Your instructions
Could you format the part of the records below that opens with the line containing "the distant town" and closes with the line containing "[365, 191, 750, 235]", both included, as a JSON list of strings with one string per line? Leave out any blank lines and nothing else.

Region labeling records
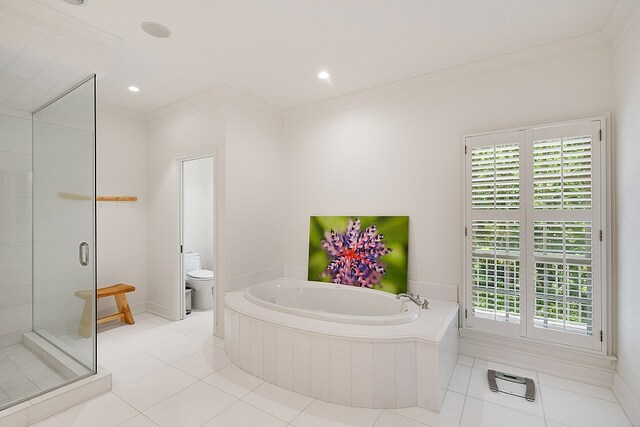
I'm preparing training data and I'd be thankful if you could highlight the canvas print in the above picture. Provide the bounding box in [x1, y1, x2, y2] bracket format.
[308, 216, 409, 294]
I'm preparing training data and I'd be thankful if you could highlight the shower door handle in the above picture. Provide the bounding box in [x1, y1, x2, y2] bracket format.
[78, 242, 89, 266]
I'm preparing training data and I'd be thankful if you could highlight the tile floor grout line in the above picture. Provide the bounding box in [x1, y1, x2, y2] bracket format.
[539, 377, 620, 405]
[111, 365, 199, 414]
[465, 396, 544, 419]
[284, 396, 317, 425]
[458, 394, 468, 427]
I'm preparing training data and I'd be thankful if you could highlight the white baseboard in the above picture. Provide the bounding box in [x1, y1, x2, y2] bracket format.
[146, 302, 173, 320]
[460, 329, 617, 388]
[611, 371, 640, 426]
[98, 302, 148, 317]
[227, 266, 284, 292]
[214, 323, 224, 339]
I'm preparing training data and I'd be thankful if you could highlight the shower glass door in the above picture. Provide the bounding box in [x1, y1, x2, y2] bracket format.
[33, 76, 96, 376]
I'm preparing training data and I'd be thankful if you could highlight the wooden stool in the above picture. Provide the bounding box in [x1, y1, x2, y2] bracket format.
[75, 283, 136, 338]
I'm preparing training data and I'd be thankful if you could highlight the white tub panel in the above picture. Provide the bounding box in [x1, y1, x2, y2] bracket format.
[416, 342, 440, 412]
[351, 341, 373, 408]
[396, 342, 417, 408]
[276, 328, 293, 390]
[262, 324, 278, 384]
[249, 320, 264, 378]
[309, 336, 331, 402]
[224, 310, 240, 365]
[331, 339, 351, 406]
[373, 343, 396, 408]
[292, 332, 311, 396]
[238, 316, 251, 372]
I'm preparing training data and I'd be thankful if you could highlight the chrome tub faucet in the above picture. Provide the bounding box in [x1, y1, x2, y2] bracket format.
[396, 292, 429, 310]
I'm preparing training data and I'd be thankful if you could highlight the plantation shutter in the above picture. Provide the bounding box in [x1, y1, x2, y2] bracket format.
[527, 121, 602, 350]
[465, 120, 606, 351]
[466, 132, 526, 335]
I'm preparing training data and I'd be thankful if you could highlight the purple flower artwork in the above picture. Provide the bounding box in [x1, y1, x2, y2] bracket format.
[308, 216, 409, 293]
[320, 218, 392, 288]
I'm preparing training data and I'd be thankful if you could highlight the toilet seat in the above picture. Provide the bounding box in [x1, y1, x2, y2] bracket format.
[187, 270, 213, 281]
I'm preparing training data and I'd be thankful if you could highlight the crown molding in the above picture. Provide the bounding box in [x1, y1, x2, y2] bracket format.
[604, 0, 640, 50]
[96, 102, 147, 123]
[0, 106, 31, 120]
[145, 85, 282, 122]
[284, 32, 611, 123]
[0, 0, 122, 71]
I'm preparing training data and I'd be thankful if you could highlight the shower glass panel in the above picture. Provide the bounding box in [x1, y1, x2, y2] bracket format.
[33, 77, 96, 376]
[0, 77, 96, 412]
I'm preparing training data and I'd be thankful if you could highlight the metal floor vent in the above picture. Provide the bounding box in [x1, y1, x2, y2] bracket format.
[487, 369, 536, 402]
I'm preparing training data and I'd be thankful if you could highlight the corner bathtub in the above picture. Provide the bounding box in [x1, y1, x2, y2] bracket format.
[225, 279, 458, 412]
[245, 280, 421, 326]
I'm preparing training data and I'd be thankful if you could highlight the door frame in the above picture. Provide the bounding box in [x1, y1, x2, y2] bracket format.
[173, 149, 216, 323]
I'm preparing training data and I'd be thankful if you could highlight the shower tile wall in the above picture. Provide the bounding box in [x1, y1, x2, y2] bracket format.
[0, 115, 32, 348]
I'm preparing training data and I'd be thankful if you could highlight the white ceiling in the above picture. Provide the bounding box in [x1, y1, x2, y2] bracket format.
[0, 0, 618, 113]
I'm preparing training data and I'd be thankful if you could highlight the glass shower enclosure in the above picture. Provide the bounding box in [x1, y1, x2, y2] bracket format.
[0, 76, 97, 410]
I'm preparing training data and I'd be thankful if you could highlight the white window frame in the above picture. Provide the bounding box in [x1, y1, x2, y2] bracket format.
[461, 114, 612, 355]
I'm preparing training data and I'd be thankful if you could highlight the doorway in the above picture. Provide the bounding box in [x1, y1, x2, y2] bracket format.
[179, 156, 216, 319]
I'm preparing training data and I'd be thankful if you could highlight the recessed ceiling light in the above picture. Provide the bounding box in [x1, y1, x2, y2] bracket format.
[141, 21, 171, 39]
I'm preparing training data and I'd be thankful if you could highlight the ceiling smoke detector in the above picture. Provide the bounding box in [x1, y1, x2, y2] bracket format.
[141, 22, 171, 39]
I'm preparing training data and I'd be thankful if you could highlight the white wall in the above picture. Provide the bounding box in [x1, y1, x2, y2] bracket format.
[613, 11, 640, 423]
[283, 54, 612, 298]
[148, 100, 282, 325]
[225, 106, 284, 290]
[182, 157, 215, 270]
[0, 115, 32, 348]
[96, 104, 148, 312]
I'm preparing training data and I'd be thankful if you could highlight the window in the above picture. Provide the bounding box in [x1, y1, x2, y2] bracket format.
[465, 119, 606, 350]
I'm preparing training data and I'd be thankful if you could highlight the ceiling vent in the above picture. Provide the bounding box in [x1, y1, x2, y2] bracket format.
[141, 22, 171, 39]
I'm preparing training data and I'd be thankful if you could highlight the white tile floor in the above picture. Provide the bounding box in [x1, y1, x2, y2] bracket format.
[0, 344, 65, 407]
[27, 312, 630, 427]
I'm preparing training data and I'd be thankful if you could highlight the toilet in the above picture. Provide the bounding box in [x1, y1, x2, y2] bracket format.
[184, 252, 213, 310]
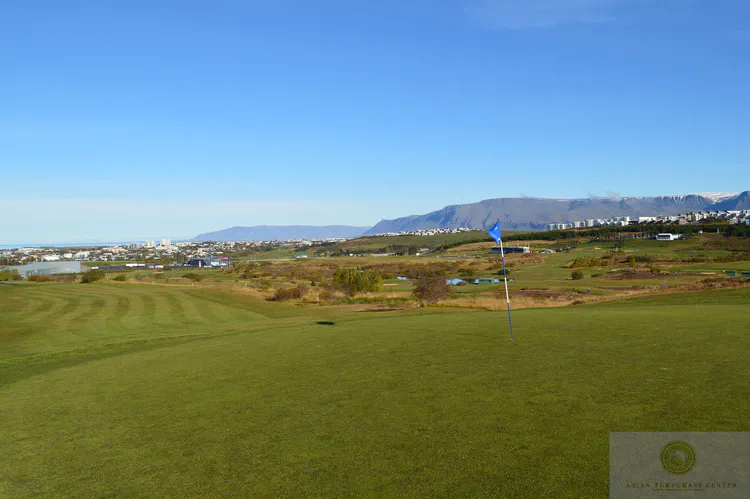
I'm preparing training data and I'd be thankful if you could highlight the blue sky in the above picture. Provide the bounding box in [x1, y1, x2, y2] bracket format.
[0, 0, 750, 243]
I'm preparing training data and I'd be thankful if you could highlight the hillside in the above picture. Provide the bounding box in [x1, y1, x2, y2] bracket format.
[712, 191, 750, 210]
[366, 192, 750, 235]
[193, 225, 368, 241]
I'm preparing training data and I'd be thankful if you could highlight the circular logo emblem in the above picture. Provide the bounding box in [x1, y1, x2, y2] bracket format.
[661, 442, 695, 475]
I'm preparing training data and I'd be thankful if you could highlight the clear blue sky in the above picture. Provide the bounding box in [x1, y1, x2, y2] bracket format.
[0, 0, 750, 243]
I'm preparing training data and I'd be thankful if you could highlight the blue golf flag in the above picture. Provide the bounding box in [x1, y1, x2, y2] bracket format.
[487, 222, 503, 244]
[487, 219, 514, 340]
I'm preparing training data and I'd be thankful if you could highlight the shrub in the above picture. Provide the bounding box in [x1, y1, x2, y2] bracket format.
[29, 275, 55, 282]
[333, 269, 383, 296]
[0, 269, 23, 281]
[269, 284, 307, 301]
[81, 270, 104, 283]
[412, 275, 451, 303]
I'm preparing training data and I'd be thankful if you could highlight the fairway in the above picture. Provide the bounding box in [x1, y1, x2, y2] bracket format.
[0, 283, 750, 497]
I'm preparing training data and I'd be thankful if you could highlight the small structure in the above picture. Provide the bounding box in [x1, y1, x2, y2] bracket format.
[5, 262, 82, 277]
[656, 232, 681, 241]
[492, 246, 531, 255]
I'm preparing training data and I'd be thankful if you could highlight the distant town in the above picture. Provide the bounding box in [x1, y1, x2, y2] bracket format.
[0, 238, 346, 266]
[547, 210, 750, 230]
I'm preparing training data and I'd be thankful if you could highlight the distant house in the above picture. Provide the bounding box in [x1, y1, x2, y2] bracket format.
[656, 233, 680, 241]
[492, 246, 531, 255]
[6, 262, 83, 277]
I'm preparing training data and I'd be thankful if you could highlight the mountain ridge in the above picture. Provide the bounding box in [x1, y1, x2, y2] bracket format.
[365, 191, 750, 235]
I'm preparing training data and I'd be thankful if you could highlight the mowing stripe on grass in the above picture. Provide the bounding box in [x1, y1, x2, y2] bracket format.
[139, 293, 156, 325]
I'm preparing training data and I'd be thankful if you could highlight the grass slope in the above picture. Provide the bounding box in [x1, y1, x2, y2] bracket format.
[0, 283, 750, 497]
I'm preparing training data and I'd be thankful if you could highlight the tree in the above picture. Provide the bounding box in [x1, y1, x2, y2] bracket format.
[412, 274, 451, 303]
[333, 269, 383, 296]
[81, 269, 104, 283]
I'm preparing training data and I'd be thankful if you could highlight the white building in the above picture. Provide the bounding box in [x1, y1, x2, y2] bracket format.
[656, 233, 680, 241]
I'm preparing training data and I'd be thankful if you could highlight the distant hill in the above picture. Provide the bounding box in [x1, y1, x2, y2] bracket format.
[193, 225, 369, 241]
[711, 191, 750, 210]
[367, 191, 748, 235]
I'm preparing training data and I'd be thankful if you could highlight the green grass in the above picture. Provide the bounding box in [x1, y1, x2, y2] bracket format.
[0, 282, 750, 497]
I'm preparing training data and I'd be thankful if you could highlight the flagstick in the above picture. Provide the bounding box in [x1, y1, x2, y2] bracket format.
[497, 222, 515, 340]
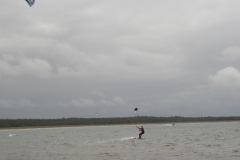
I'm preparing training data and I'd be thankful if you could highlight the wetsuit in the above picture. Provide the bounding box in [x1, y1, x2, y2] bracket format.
[138, 126, 144, 139]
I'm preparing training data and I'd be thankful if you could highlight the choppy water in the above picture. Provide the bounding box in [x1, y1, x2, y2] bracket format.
[0, 122, 240, 160]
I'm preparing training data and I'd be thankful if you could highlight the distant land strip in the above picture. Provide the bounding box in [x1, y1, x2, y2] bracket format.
[0, 116, 240, 128]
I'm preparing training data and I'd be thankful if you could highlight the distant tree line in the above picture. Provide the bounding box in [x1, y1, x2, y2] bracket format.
[0, 116, 240, 128]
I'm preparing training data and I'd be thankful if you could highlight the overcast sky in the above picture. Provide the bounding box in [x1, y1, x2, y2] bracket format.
[0, 0, 240, 119]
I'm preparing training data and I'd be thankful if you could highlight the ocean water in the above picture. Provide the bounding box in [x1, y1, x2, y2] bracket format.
[0, 122, 240, 160]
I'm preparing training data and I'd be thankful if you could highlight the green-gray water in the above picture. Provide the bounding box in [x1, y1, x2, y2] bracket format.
[0, 122, 240, 160]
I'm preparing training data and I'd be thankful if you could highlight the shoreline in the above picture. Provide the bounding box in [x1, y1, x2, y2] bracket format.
[0, 120, 240, 131]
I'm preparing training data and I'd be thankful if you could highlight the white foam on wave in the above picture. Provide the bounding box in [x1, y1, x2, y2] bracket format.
[8, 134, 16, 137]
[97, 137, 135, 143]
[163, 124, 174, 127]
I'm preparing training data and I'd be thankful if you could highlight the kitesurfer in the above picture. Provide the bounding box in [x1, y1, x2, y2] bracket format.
[136, 126, 144, 139]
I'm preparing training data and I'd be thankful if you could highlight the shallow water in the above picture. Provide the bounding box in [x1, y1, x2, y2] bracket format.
[0, 122, 240, 160]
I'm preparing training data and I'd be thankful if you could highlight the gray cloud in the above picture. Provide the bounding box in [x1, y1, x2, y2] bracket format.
[0, 0, 240, 118]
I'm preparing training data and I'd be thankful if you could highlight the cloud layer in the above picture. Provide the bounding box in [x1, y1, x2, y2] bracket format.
[0, 0, 240, 118]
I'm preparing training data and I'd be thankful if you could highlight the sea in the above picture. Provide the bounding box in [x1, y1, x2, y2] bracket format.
[0, 122, 240, 160]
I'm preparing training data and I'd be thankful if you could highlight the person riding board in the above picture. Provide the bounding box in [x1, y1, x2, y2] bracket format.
[136, 126, 144, 139]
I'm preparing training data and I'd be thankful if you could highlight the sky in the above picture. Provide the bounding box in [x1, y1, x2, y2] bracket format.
[0, 0, 240, 119]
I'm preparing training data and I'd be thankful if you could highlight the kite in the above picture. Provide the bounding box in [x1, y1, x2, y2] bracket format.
[134, 108, 138, 116]
[26, 0, 35, 7]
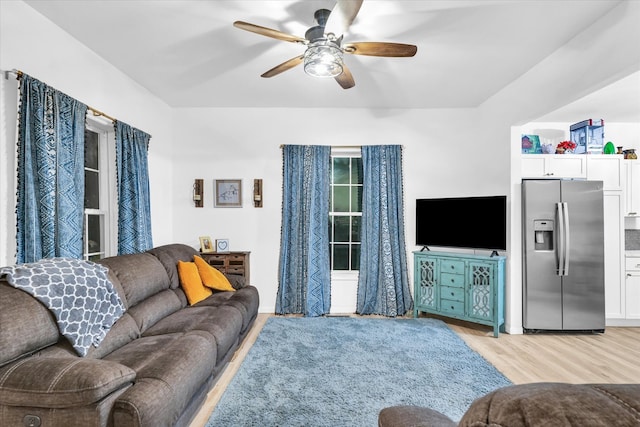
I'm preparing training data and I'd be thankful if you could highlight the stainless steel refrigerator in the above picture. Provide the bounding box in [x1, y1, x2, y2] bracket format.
[522, 180, 605, 333]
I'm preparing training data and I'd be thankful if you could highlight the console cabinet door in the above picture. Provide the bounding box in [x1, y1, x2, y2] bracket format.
[414, 256, 439, 316]
[467, 261, 496, 320]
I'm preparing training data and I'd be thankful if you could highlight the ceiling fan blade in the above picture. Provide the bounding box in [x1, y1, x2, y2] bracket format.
[334, 64, 356, 89]
[324, 0, 363, 39]
[233, 21, 307, 43]
[260, 55, 304, 77]
[342, 42, 418, 57]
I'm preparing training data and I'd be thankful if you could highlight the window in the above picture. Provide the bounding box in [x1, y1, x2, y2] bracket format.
[83, 121, 117, 261]
[329, 148, 362, 271]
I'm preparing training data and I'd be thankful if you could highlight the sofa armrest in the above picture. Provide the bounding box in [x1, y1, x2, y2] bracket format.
[0, 357, 136, 408]
[378, 405, 458, 427]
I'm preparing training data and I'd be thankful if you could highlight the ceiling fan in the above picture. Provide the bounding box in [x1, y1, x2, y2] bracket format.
[233, 0, 418, 89]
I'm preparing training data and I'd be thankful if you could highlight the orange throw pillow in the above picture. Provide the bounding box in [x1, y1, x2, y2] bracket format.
[178, 261, 213, 305]
[193, 255, 235, 291]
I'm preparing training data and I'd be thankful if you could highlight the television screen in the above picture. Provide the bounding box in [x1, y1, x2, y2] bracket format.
[416, 196, 507, 250]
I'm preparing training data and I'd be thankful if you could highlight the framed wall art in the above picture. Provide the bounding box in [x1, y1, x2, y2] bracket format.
[214, 179, 242, 208]
[200, 236, 215, 254]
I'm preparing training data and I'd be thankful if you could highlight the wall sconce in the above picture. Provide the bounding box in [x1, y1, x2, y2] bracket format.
[253, 179, 262, 208]
[193, 179, 204, 208]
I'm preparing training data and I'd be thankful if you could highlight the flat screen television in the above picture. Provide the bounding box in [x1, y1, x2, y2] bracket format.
[416, 196, 507, 251]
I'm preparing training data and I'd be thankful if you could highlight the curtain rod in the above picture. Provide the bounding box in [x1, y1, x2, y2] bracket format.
[280, 144, 404, 149]
[5, 69, 116, 123]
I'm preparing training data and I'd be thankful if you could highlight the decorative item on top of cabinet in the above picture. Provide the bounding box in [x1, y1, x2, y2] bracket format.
[193, 179, 204, 208]
[200, 251, 251, 284]
[253, 179, 262, 208]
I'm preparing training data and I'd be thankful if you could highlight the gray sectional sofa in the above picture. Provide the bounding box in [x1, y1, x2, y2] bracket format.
[0, 244, 259, 427]
[378, 383, 640, 427]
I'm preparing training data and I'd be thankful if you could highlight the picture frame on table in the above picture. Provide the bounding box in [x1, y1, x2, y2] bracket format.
[214, 179, 242, 208]
[216, 239, 229, 253]
[200, 236, 215, 254]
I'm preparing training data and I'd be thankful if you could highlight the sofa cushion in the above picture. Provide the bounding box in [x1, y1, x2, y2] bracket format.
[196, 286, 260, 334]
[193, 256, 235, 292]
[378, 405, 458, 427]
[0, 280, 60, 366]
[460, 383, 640, 427]
[128, 289, 182, 334]
[0, 357, 135, 408]
[147, 243, 198, 289]
[178, 261, 212, 305]
[106, 332, 216, 427]
[98, 253, 169, 308]
[86, 313, 140, 359]
[143, 306, 242, 362]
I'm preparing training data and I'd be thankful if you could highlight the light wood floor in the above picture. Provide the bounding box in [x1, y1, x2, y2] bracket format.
[191, 314, 640, 427]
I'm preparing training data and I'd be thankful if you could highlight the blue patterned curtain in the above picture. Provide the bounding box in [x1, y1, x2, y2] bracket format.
[16, 74, 87, 263]
[276, 145, 331, 316]
[357, 145, 413, 317]
[115, 121, 153, 255]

Output below
[
  "I'm preparing training data and I'd be thankful if you could highlight the distant town in the above picture. Provide the bounding box in [x1, y1, x2, y2] bracket format.",
  "[0, 238, 346, 266]",
  "[547, 210, 750, 230]",
  "I'm preparing training data and I'd be thankful if you could highlight the distant house in the above picture. Provide the bounding box in [x1, y1, x2, y2] bracket format.",
  "[656, 233, 680, 241]",
  "[492, 246, 531, 255]",
  "[6, 262, 83, 277]",
  "I'm preparing training data and I'd be thankful if you could highlight the mountain ridge in the above picture. Provide the bounding box in [x1, y1, x2, y2] bracket format.",
  "[365, 191, 750, 235]"
]